● Given exercise: Extract each line from the items below that contains the string "report". Case matters, so a line qualifies only if the letters match in case.

● Extracted data:
::::
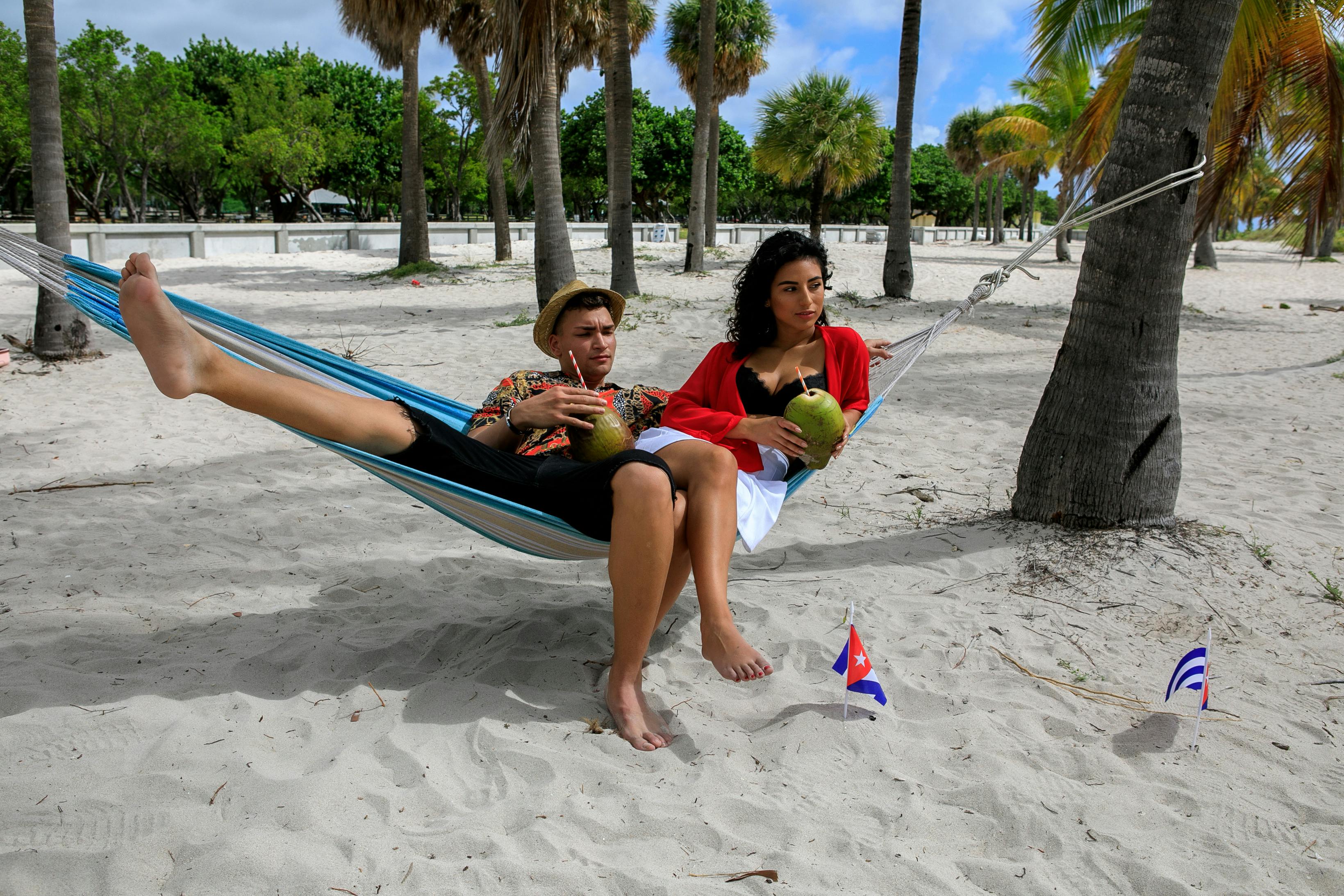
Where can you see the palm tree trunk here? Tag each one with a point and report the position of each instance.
::::
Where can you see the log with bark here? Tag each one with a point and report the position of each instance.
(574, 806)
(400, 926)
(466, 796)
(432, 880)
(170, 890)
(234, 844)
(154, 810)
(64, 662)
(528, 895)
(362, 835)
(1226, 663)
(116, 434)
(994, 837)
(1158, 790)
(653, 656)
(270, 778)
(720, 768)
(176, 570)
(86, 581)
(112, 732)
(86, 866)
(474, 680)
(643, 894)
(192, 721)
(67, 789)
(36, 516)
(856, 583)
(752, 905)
::::
● Written solution:
Where can you see the palm tree trunk here? Tag each one with a point and report the position of each instance.
Where can you see the log with bark here? Tag each one with a point and report the position of each instance.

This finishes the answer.